WORK REQUEST: Lines of the data that contain the word "surrounding" are the ones to copy.

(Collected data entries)

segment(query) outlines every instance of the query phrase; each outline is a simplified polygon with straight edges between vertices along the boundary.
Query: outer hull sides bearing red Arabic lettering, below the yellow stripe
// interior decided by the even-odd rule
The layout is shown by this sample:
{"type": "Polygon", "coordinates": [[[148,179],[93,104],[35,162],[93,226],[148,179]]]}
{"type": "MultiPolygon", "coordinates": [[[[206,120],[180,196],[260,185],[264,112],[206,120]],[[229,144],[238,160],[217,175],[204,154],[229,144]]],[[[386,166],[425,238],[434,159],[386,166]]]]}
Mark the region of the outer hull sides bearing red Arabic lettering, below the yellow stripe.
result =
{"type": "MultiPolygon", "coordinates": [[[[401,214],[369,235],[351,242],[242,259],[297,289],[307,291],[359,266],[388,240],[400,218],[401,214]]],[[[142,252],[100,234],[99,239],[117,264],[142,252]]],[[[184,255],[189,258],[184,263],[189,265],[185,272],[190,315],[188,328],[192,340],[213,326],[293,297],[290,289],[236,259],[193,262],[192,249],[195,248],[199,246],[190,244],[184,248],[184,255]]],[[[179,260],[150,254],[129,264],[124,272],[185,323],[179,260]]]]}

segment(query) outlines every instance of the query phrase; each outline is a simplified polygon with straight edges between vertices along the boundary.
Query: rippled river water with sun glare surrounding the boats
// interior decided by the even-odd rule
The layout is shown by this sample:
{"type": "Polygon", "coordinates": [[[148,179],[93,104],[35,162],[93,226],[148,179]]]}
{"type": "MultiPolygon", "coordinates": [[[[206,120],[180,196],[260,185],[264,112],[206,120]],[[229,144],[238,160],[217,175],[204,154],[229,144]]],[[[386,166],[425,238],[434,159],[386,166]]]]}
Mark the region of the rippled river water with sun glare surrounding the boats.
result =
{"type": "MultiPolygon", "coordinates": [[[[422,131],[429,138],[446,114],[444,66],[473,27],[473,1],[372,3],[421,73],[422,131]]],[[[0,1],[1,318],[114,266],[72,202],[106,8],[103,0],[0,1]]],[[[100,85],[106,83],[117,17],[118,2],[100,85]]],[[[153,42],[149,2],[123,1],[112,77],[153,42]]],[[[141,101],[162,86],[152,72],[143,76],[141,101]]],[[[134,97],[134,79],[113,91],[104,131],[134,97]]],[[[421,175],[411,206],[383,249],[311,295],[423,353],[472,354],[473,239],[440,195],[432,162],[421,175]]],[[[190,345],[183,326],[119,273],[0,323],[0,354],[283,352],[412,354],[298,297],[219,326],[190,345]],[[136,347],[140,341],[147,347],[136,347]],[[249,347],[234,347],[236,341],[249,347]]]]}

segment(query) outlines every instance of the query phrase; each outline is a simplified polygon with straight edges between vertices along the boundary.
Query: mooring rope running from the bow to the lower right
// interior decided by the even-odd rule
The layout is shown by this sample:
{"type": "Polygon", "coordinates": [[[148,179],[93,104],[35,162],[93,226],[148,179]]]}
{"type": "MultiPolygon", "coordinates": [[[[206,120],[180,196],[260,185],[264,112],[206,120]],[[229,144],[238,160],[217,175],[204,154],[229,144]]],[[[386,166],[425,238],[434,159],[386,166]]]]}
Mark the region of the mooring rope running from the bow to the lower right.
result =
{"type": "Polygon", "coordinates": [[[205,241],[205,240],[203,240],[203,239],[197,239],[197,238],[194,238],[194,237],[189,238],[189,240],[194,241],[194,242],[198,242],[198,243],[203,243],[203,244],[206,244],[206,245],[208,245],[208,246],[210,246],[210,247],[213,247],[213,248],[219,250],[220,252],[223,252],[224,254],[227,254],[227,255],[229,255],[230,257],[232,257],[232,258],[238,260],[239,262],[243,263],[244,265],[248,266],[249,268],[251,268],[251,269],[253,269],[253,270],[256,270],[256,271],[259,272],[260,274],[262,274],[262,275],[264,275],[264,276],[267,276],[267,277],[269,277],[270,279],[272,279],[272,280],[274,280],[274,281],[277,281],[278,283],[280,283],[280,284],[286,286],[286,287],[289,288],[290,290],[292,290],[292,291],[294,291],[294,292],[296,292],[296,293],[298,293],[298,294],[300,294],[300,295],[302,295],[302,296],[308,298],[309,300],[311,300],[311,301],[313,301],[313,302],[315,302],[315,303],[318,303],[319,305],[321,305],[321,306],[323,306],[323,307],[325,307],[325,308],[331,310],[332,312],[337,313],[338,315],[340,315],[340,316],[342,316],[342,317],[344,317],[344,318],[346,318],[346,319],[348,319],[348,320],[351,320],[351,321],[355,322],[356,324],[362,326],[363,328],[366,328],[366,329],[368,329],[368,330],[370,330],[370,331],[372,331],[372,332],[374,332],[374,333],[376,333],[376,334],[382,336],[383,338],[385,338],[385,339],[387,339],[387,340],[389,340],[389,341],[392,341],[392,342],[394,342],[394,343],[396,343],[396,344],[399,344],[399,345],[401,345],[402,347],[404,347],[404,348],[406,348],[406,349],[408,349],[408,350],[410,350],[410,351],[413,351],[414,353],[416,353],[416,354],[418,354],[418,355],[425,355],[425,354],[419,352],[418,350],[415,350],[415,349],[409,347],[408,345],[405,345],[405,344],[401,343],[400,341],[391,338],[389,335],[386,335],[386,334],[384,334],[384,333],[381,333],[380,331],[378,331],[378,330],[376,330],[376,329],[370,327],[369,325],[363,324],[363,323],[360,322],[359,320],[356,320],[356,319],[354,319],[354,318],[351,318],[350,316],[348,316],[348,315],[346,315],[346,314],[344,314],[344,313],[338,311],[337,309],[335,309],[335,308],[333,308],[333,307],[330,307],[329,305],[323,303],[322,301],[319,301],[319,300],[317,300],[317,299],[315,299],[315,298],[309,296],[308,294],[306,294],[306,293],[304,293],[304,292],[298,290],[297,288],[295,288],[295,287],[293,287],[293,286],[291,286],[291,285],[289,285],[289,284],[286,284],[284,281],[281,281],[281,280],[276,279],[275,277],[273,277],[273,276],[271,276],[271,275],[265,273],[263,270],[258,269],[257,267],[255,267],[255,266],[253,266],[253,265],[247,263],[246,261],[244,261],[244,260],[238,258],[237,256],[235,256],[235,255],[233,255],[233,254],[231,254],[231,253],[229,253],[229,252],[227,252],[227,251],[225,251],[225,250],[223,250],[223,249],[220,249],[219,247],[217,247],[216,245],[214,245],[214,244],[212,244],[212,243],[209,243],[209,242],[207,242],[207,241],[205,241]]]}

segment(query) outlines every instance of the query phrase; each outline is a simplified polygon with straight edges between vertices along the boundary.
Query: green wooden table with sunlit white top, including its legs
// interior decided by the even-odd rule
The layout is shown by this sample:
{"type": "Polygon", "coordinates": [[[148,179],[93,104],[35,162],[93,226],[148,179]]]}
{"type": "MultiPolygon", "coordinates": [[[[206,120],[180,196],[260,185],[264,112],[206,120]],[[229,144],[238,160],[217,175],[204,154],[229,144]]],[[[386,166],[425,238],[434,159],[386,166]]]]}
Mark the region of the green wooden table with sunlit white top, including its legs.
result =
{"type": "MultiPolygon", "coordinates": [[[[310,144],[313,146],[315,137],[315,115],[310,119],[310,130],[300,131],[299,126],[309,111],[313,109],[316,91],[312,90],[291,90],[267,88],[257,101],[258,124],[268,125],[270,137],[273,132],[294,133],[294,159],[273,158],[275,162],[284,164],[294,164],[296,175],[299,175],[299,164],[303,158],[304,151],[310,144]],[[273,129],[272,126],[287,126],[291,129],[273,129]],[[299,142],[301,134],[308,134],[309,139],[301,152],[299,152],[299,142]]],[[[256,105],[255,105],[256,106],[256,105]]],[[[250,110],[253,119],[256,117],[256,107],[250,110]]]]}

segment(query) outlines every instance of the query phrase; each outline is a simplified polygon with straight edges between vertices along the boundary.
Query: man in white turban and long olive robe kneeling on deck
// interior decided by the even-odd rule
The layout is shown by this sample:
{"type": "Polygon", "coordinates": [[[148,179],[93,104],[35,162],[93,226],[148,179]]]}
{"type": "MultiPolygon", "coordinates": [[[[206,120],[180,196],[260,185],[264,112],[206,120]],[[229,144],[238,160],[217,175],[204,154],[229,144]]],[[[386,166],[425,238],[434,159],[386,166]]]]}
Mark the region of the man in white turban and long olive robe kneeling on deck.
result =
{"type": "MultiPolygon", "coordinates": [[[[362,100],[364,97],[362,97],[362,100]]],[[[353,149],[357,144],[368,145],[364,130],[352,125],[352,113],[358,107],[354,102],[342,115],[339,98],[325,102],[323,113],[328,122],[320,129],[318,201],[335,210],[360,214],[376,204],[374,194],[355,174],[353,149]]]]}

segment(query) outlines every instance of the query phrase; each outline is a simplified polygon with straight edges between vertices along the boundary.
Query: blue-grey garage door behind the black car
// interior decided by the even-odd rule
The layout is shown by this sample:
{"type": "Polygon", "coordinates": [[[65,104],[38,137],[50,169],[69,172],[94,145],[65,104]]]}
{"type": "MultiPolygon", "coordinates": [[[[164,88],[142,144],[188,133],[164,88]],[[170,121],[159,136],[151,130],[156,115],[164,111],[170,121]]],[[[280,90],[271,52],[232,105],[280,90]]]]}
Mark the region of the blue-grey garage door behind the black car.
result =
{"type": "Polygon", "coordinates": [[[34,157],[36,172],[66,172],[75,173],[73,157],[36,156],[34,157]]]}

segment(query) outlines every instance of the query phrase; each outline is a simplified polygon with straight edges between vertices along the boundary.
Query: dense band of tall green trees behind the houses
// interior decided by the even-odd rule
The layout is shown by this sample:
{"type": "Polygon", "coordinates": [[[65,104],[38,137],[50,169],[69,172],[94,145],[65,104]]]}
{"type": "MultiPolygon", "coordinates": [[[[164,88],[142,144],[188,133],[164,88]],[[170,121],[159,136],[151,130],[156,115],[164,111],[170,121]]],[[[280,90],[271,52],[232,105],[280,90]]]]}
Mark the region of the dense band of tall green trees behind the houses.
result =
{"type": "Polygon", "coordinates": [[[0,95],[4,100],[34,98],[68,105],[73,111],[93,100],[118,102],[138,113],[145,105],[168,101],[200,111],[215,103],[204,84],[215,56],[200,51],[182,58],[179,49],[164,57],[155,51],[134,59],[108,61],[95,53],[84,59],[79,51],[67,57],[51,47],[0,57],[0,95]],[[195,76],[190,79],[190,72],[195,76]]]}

==

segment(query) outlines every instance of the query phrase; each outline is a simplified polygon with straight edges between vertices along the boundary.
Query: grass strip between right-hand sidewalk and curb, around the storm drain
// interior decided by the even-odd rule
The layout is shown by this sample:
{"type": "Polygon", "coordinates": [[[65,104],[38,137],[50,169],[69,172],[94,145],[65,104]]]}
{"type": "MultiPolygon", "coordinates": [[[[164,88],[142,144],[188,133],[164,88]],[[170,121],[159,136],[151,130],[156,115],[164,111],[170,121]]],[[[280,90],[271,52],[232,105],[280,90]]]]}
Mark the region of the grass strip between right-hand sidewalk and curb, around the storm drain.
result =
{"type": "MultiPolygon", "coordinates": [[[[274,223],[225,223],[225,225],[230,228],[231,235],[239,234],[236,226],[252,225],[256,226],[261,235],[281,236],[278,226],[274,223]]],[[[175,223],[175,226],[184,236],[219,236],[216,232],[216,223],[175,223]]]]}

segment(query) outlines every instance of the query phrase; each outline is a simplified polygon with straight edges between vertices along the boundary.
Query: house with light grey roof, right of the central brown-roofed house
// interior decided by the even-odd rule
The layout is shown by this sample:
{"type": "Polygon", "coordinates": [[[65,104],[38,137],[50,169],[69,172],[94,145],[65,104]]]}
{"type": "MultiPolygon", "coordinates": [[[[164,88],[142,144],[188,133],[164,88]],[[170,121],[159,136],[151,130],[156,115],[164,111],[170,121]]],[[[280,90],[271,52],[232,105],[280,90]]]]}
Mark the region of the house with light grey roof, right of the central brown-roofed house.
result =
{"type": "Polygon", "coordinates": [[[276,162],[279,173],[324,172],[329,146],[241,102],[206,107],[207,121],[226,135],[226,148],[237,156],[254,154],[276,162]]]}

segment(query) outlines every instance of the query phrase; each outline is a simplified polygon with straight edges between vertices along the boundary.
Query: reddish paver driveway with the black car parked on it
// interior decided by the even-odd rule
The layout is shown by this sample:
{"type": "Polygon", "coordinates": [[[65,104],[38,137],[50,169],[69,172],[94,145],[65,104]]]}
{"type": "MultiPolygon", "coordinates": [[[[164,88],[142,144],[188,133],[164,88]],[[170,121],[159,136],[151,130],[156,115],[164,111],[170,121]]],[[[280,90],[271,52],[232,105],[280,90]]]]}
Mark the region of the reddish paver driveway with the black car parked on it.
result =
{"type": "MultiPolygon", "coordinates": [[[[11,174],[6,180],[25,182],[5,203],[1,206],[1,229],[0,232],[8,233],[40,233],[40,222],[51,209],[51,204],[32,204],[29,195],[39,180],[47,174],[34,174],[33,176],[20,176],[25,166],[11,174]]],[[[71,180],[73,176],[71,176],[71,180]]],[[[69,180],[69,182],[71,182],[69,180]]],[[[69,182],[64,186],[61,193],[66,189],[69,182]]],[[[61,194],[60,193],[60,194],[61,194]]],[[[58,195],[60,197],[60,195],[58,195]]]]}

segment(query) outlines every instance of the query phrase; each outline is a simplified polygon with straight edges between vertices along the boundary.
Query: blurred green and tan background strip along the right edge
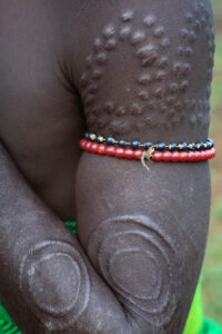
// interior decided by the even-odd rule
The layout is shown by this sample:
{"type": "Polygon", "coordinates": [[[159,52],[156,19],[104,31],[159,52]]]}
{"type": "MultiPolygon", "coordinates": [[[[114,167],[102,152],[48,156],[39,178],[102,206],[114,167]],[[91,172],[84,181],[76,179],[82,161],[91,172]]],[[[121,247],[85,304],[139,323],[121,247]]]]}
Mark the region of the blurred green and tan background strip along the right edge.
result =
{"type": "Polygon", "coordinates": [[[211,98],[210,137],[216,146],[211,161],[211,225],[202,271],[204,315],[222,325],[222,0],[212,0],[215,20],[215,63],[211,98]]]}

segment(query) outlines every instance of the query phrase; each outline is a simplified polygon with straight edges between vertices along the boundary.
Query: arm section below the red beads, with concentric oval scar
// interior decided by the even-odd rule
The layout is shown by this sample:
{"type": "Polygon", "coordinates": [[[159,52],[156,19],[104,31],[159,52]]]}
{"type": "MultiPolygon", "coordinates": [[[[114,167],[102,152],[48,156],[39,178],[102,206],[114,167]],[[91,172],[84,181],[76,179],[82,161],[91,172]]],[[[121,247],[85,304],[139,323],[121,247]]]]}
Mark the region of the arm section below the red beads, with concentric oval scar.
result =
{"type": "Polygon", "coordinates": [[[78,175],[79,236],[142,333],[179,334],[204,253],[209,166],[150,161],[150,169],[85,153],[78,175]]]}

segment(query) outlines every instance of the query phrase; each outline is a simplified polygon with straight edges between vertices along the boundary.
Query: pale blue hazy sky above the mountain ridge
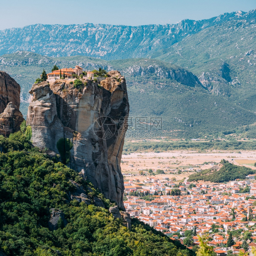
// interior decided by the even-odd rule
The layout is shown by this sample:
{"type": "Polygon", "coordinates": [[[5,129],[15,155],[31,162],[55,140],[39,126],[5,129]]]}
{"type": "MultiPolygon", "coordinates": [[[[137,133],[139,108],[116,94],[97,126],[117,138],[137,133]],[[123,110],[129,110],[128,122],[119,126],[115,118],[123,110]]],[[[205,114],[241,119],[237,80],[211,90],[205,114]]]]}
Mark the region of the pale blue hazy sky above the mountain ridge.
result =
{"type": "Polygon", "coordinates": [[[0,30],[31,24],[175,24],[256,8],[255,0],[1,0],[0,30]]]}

---

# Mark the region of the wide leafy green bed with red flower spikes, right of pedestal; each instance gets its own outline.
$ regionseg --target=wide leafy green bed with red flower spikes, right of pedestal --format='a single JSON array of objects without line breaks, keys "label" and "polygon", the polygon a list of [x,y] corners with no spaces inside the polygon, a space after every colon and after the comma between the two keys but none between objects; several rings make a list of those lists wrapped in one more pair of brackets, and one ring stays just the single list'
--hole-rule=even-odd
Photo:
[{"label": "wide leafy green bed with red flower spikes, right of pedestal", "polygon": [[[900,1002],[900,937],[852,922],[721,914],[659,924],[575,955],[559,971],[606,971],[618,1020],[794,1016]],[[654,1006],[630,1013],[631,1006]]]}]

OUTPUT FOR THIS TASK:
Query: rippled river water with sun glare surrounding the boats
Mark the region of the rippled river water with sun glare surrounding the boats.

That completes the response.